Extract provided>

>> START

Appellate Division of the Supreme Court of New York, Fourth Department
Nov 1, 1931
234 App. Div. 820 (N.Y. App. Div. 1931)

Opinion

November, 1931.

Present — Sears, P.J., Crouch, Taylor, Edgcomb and Thompson, JJ.


Judgment and order affirmed, with costs.


Whether respondent was the sole and unconditional owner of the automobile which was burned was a question of fact. We think that the finding of the jury upon that subject cannot be said to be against the weight of the evidence. We have reached the conclusion that there was no double insurance on the car in question. The policy in the Cayuga County Farmers' Insurance Company covered "farm implements, carriages, sleighs, harness, robes and automobiles." The by-laws of that company, which are made a part of the policy, provide that "all implements used on the farm, including dairy implements, automobiles, truck, trailers and tractors, are insured as farm implements." We think that the "automobiles" covered by that policy are those which are used upon the farm. The burned car was not so used, and is not, in our opinion, covered by the policy written by that company. For these reasons, we think that the judgment appealed from should be affirmed. All concur.

>> END

Written request a>
According to the court opinion, why is the burned car not covered by the Cayuga County Farmers' Insurance Company policy?

Records for the exercise>

>> START

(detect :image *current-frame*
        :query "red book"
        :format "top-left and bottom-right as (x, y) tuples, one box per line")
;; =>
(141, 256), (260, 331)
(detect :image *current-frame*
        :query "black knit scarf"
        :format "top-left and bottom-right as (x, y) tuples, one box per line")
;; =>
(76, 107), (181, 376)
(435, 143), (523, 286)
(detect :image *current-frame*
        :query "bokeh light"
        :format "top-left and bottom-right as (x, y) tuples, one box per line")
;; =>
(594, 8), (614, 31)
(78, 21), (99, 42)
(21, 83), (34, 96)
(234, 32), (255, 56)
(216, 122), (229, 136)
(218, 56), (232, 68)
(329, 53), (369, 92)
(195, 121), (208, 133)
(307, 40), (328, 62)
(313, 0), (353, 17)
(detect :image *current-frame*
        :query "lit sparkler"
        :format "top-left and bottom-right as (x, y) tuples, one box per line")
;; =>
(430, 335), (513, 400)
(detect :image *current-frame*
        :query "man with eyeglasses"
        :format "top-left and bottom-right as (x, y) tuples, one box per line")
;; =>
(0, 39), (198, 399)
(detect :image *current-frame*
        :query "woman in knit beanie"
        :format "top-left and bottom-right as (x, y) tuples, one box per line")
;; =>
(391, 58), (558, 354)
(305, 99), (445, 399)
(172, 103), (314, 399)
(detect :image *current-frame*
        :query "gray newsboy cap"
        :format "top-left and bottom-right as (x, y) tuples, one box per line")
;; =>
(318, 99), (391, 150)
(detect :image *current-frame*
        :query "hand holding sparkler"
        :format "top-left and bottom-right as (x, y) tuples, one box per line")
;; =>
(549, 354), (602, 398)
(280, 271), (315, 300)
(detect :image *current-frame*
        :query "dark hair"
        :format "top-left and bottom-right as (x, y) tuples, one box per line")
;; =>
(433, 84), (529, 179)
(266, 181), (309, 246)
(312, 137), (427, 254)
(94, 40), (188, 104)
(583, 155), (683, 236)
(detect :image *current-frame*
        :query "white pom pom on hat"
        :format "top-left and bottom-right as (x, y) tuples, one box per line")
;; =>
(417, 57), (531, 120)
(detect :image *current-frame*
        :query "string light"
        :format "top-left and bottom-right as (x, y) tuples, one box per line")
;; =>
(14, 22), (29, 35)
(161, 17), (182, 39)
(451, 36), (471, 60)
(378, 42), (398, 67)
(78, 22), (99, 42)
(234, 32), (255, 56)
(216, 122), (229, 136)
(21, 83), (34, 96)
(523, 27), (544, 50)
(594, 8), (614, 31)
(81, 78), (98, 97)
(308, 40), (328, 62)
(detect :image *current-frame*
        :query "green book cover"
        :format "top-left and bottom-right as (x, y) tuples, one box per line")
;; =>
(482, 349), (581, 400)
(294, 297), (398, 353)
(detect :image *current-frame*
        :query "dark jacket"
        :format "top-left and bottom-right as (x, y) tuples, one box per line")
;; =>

>> END

Written request b>
Rewrite the listing from its first line through the line containing "(0, 39), (198, 399)", substituting "blurred light" for "bokeh light" and leaving everything else unchanged.

Problem solution a>
The burned car was not used upon the farm, and the policy covers only automobiles used upon the farm.

Problem solution b>
(detect :image *current-frame*
        :query "red book"
        :format "top-left and bottom-right as (x, y) tuples, one box per line")
;; =>
(141, 256), (260, 331)
(detect :image *current-frame*
        :query "black knit scarf"
        :format "top-left and bottom-right as (x, y) tuples, one box per line")
;; =>
(76, 107), (181, 376)
(435, 143), (523, 286)
(detect :image *current-frame*
        :query "blurred light"
        :format "top-left and bottom-right as (x, y) tuples, one box per line")
;; =>
(594, 8), (614, 31)
(78, 21), (99, 42)
(21, 83), (34, 96)
(234, 32), (255, 56)
(216, 122), (229, 136)
(218, 56), (232, 68)
(329, 53), (369, 92)
(195, 121), (208, 133)
(307, 40), (328, 62)
(313, 0), (353, 17)
(detect :image *current-frame*
        :query "lit sparkler"
        :format "top-left and bottom-right as (x, y) tuples, one box per line")
;; =>
(430, 335), (513, 400)
(detect :image *current-frame*
        :query "man with eyeglasses"
        :format "top-left and bottom-right as (x, y) tuples, one box per line")
;; =>
(0, 39), (198, 399)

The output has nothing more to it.